What you will do:
Put every line of the data below into a numbered list, leaving out any blank lines.

[Data entries]

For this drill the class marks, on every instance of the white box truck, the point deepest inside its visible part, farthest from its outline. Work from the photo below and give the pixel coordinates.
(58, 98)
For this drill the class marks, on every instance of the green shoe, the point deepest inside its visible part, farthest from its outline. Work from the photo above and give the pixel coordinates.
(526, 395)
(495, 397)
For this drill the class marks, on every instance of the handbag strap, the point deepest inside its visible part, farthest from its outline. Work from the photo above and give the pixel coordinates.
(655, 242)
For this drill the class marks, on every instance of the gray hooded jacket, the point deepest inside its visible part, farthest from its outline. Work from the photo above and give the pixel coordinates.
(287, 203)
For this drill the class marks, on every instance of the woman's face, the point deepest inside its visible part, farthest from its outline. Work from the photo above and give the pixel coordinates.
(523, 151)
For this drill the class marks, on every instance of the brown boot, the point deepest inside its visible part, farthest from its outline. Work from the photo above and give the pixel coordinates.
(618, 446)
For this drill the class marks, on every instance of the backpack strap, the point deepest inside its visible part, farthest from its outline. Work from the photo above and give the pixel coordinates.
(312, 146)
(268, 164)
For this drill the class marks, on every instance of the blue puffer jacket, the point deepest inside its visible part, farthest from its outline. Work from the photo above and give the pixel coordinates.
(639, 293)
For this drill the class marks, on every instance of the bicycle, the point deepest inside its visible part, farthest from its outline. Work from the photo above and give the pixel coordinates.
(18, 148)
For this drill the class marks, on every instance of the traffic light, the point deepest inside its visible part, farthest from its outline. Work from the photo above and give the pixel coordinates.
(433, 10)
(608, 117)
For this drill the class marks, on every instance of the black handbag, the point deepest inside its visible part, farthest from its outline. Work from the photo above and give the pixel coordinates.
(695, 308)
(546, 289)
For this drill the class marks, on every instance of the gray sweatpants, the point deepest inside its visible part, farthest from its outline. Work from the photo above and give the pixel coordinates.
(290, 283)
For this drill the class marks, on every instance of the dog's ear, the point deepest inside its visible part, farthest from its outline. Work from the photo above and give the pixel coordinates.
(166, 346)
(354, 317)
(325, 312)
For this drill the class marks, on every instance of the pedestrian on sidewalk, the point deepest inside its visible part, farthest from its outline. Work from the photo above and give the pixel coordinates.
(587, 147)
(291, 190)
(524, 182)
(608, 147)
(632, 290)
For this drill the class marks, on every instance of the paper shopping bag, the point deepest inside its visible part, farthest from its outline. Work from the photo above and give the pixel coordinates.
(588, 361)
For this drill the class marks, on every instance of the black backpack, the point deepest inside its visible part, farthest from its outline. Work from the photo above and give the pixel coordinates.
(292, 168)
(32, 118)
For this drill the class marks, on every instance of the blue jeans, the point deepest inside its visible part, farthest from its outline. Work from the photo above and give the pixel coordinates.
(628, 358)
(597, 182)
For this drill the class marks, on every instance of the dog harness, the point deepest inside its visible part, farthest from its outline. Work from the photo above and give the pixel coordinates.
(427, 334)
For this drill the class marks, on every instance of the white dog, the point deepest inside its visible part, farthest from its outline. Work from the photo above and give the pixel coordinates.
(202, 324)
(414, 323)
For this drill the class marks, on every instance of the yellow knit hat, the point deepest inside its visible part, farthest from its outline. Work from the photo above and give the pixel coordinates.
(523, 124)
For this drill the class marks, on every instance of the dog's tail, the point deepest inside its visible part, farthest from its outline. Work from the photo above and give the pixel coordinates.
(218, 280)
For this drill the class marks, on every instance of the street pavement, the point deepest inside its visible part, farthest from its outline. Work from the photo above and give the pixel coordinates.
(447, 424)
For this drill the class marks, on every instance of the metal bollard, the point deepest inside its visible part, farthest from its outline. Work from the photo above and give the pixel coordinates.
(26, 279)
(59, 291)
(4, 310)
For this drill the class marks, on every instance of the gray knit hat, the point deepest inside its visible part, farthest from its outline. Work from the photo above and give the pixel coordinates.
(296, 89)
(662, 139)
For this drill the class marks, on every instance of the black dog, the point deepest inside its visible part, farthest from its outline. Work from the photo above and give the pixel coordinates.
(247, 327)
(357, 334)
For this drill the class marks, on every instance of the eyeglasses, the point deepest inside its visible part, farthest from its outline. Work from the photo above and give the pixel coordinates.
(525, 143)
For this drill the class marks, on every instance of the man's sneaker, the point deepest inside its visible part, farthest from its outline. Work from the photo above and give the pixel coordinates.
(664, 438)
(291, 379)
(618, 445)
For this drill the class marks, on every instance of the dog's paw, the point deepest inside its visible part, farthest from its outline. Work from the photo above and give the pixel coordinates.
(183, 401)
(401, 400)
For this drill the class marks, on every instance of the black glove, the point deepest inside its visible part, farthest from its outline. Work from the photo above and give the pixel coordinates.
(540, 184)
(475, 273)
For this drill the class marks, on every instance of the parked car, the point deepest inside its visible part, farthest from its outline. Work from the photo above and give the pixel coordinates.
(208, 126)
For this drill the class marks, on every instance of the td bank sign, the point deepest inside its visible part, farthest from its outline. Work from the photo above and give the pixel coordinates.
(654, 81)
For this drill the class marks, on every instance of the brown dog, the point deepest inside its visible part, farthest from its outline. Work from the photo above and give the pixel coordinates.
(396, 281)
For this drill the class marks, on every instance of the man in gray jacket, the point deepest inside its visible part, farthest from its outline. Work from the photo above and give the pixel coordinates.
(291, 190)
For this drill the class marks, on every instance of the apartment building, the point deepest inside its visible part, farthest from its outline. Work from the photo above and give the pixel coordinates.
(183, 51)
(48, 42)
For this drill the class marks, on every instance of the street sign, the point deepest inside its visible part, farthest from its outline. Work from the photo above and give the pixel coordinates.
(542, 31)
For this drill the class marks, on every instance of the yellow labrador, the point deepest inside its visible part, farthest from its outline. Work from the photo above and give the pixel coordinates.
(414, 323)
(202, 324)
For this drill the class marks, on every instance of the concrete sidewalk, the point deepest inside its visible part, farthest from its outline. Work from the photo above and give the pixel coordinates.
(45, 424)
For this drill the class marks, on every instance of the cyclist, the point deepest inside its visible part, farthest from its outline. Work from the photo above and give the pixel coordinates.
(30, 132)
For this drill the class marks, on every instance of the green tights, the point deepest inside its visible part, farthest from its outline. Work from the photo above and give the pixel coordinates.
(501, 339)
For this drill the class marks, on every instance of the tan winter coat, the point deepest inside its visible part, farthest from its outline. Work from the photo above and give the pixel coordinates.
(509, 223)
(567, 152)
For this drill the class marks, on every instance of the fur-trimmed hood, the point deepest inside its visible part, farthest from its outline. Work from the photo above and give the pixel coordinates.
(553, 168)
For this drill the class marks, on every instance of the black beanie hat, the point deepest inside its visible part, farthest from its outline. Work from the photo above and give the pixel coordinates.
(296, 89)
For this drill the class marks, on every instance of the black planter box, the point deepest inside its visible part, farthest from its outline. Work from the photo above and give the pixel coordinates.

Full answer:
1. For this drill the class marks, on every instance of the white box truck, the point deepest inside its visible part, farthest from its outline. Work from the photo below and give the pixel coordinates.
2. (58, 98)
3. For this drill the class marks, on every instance of the green shoe, the point deepest inside its visible part, farthest from its outline. Work from the photo above and give the pixel coordinates.
4. (526, 395)
5. (495, 397)
6. For this drill the class marks, on every instance of the handbag strap, the point deepest inside its visible part, farthest from its outline. Work from the photo above and give the pixel coordinates.
7. (655, 242)
8. For this drill the class marks, on every instance of the gray hooded jacket, the point deepest inside its visible part, farthest from its outline. Work from the photo above and give the pixel coordinates.
9. (287, 203)
10. For this drill the class marks, on every instance of the woman's face, the point deepest inside its visible part, farthest from its outline. Work from the photo above and give the pixel coordinates.
11. (523, 151)
12. For this drill the class marks, on every instance of the brown boot, the point deepest inside its visible part, farthest from its outline. Work from the photo above and give the pixel coordinates.
13. (618, 446)
14. For this drill the class marks, on every instance of the backpack strap, the point deepest inside its visible part, farthest from its outline. Work from the photo above and give the pixel coordinates.
15. (312, 146)
16. (268, 164)
17. For this drill the class marks, on every instance of the blue puffer jacket, the point deepest inside its visible part, farthest from its outline. Work from the photo above and give the pixel coordinates.
18. (639, 293)
19. For this drill the class marks, on every instance of the bicycle, the point deepest inside its visible part, farthest from its outline. Work from the photo above and give the pixel coordinates.
20. (18, 148)
21. For this drill the class marks, on every instance of the traffic light, the point deepest inside its visible part, farthest from its outline. Work from the photo above and give the pixel coordinates.
22. (433, 10)
23. (608, 117)
24. For this drill the class marks, on every instance of the black handbag, the point deepest inside its visible part, farthest from its outline. Work from the photo above and give the pixel coordinates.
25. (695, 308)
26. (546, 289)
27. For this drill the class marks, on every instance of the gray sweatpants, the point deepest inside its visible part, farthest from its outline. Work from the photo above and give the pixel coordinates.
28. (290, 283)
29. For this drill the class marks, on every instance of the dog's ear, the point deepest inside its visible part, farthest from its outline. Work from the photo above and give the pixel coordinates.
30. (166, 346)
31. (354, 317)
32. (325, 312)
33. For this drill the class marks, on every instance of the pedestrian on sidewalk, the point deepest inside its visible part, farthest from its outline. Work from the photo above and give the pixel coordinates.
34. (587, 147)
35. (291, 190)
36. (524, 182)
37. (608, 147)
38. (632, 290)
39. For this drill the class marks, on every instance of the paper shopping bag, the point deepest inside its visible part, farthest from its outline. Work from the photo above and give the pixel coordinates.
40. (588, 361)
41. For this drill the class marks, on every instance of the black backpack, the point deepest inside its visible part, farthest from its outline. Work from the photo above and give the pixel coordinates.
42. (292, 168)
43. (32, 118)
44. For this drill the class marks, on every instance of the blue jeans, the point deepest inside its visible part, farthest from its outline. Work from the photo above and give the pixel coordinates.
45. (628, 358)
46. (597, 182)
47. For this drill the class marks, on every instance of the dog harness, the point deepest inside its visible part, farthest from its outline. Work from the photo above and give the pixel coordinates.
48. (427, 334)
49. For this drill the class marks, on every instance of the white dog, the point deepest inside its visible part, farthest from its outline. Work from the photo above and give the pixel coordinates.
50. (202, 324)
51. (414, 323)
52. For this drill the class marks, on every instance of the yellow knit hat, the point deepest inside its visible part, farthest from its outline. Work from the photo above and give the pixel coordinates.
53. (523, 124)
54. For this drill the class marks, on every instance of the dog's tail, the point deepest inside its visible part, farthest from its outline. Work from the photo above and give the pixel coordinates.
55. (218, 280)
56. For this drill the class marks, on every instance of the street pavement, the point deepest inside its visible part, farthest from its outline. Work from the photo above and give the pixel coordinates.
57. (447, 424)
58. For this drill the class marks, on every instance of the metal bollard, the point deepest inside its visible part, farthest from its outline. Work from the photo above and give the pixel coordinates.
59. (26, 279)
60. (59, 291)
61. (4, 310)
62. For this drill the class marks, on every instance of the gray knit hat, the point deepest inside its visible part, farthest from its outline. Work from the photo above and give the pixel coordinates.
63. (296, 89)
64. (662, 139)
65. For this drill the class marks, on every instance of the black dog, the point deepest inside its visible part, farthest from its outline. Work from the photo above and give the pixel coordinates.
66. (247, 327)
67. (357, 334)
68. For this drill the class marks, on every instance of the eyeglasses, the point deepest inside its visible part, farthest from its outline. Work from the photo above and give the pixel coordinates.
69. (525, 143)
70. For this drill the class marks, on every instance of the man's sneaker, the point deepest inside its visible part, farthest from its outline. Work from the photo above and give the pixel coordinates.
71. (664, 438)
72. (291, 379)
73. (618, 445)
74. For this drill the class marks, on every instance of the dog's paw, the point deepest inside its visible part, farthest from its outline. Work from the photo above and give the pixel coordinates.
75. (183, 401)
76. (401, 400)
77. For this drill the class marks, on every instance of the black glove, the point deepest inside its visible part, farthest from its outline. Work from the photo above and give the pixel coordinates.
78. (540, 184)
79. (475, 273)
80. For this drill the class marks, on every instance of the parked car, the point deepest inside its visible part, farthest from its outline. Work from the photo above and give the pixel coordinates.
81. (208, 126)
82. For this drill the class marks, on every instance of the td bank sign, the point deepest inside its visible part, farthest from its outline. Work from the photo above and give the pixel coordinates.
83. (654, 81)
84. For this drill the class marks, on every instance of the brown dog, the point deepest inside its visible part, farthest from its outline. Work from the photo above and give the pixel coordinates.
85. (396, 281)
86. For this drill the class marks, on every instance of the man in gray jacket, the point deepest inside its visible part, farthest from its outline. Work from the photo above and give the pixel coordinates.
87. (291, 190)
88. For this drill the class marks, on every instance of the apartment building, the point deepest inside its visible part, farthest from its outline. Work from the photo above and give the pixel coordinates.
89. (183, 51)
90. (48, 42)
91. For this drill the class marks, on every instance of the street sign, the point deepest inside its visible part, farthest from its outline. Work from the photo above and give the pixel coordinates.
92. (542, 31)
93. For this drill the class marks, on every instance of the yellow labrador, the point deepest inside its visible part, farthest from its outline. Work from the photo above and give the pixel coordinates.
94. (414, 323)
95. (202, 324)
96. For this drill the class marks, on every instance of the concrete sidewalk, the point deepest inside its visible part, farthest from its outline. Work from the photo above and give the pixel coordinates.
97. (45, 424)
98. For this drill the class marks, on every instance of the cyclist, the point deepest inside its visible part, farthest from its outline. Work from the photo above and give the pixel coordinates.
99. (30, 132)
100. For this drill the class marks, on every instance of the green tights, the point deepest inside its visible part, farthest from its outline. Work from the photo above and give the pixel coordinates.
101. (501, 339)
102. For this drill the class marks, on every instance of the tan winter coat, the point deepest inside its visible part, farthest from its outline. Work from the photo above and give the pixel coordinates.
103. (509, 223)
104. (567, 152)
105. For this drill the class marks, on every instance of the fur-trimmed hood, the point deepest inside its visible part, farthest from its outline. Work from the photo above and give the pixel coordinates.
106. (553, 168)
107. For this drill the class marks, on every instance of the black beanie hat, the point deepest inside its visible part, farthest from its outline. Work from the photo above and give the pixel coordinates.
108. (296, 89)
109. For this drill the class marks, on every instance of the black planter box, the point deepest inside its visible part, farthest from its outline. Work from the photo above and give the pixel coordinates.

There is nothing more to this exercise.